Would you retype all of these records exactly?

— start of Supplied records —

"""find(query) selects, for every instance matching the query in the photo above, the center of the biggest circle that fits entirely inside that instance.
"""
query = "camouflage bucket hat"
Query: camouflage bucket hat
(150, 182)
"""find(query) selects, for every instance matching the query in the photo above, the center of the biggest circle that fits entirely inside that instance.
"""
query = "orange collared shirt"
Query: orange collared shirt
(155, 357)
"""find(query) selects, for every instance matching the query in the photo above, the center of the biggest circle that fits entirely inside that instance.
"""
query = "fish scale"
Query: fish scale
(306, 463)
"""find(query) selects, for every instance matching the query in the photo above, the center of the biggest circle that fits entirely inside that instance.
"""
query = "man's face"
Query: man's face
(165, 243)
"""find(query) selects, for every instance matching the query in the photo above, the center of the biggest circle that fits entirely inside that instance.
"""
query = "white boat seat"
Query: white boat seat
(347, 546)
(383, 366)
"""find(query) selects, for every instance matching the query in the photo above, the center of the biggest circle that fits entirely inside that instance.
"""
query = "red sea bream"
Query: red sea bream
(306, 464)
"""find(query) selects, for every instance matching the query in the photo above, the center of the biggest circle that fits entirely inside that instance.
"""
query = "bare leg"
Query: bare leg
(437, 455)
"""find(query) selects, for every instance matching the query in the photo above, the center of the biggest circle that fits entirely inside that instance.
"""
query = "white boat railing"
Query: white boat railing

— end of Supplied records —

- In response -
"""find(query) selects, for every instance matching the query in the photo above, the center of the biggest circle that fits entirely inside that instance.
"""
query = "camouflage bucket hat"
Query: camouflage bucket hat
(150, 182)
"""find(query) selects, for every instance matching the query in the photo above, the center of the biggest circle that fits entirely inside that instance.
"""
query = "orange collared shirt"
Query: orange collared shirt
(155, 357)
"""find(query) selects, for every instance matching the query in the photo above, the center of the biggest circle that fits entirely inside that instance.
"""
query = "fish scale"
Query: fish scale
(306, 463)
"""find(query) selects, for every instance matching the query in the photo above, the center of the biggest circle that fits entirely inside that instance.
"""
query = "man's face"
Query: man's face
(165, 243)
"""find(query) selects, for every instance matching the query in the photo above, the center of the biggest circle that fits entirely inside that instance.
"""
query = "white boat seat"
Query: white boat seat
(347, 546)
(383, 366)
"""find(query) selects, for every instance matching the query in the photo above, the center of the biggest circle that fits entirely inside that instance.
"""
query = "red sea bream"
Query: red sea bream
(306, 464)
"""find(query) selects, for every instance matching the query in the photo above, the center of the biggest circle that fits entirely inside that instance.
"""
query = "bare leg"
Query: bare leg
(437, 455)
"""find(query) selects, for every instance matching the query in the photo above, the center of the biggest circle that fits entirely inside that instance.
"""
query = "white boat railing"
Query: white boat railing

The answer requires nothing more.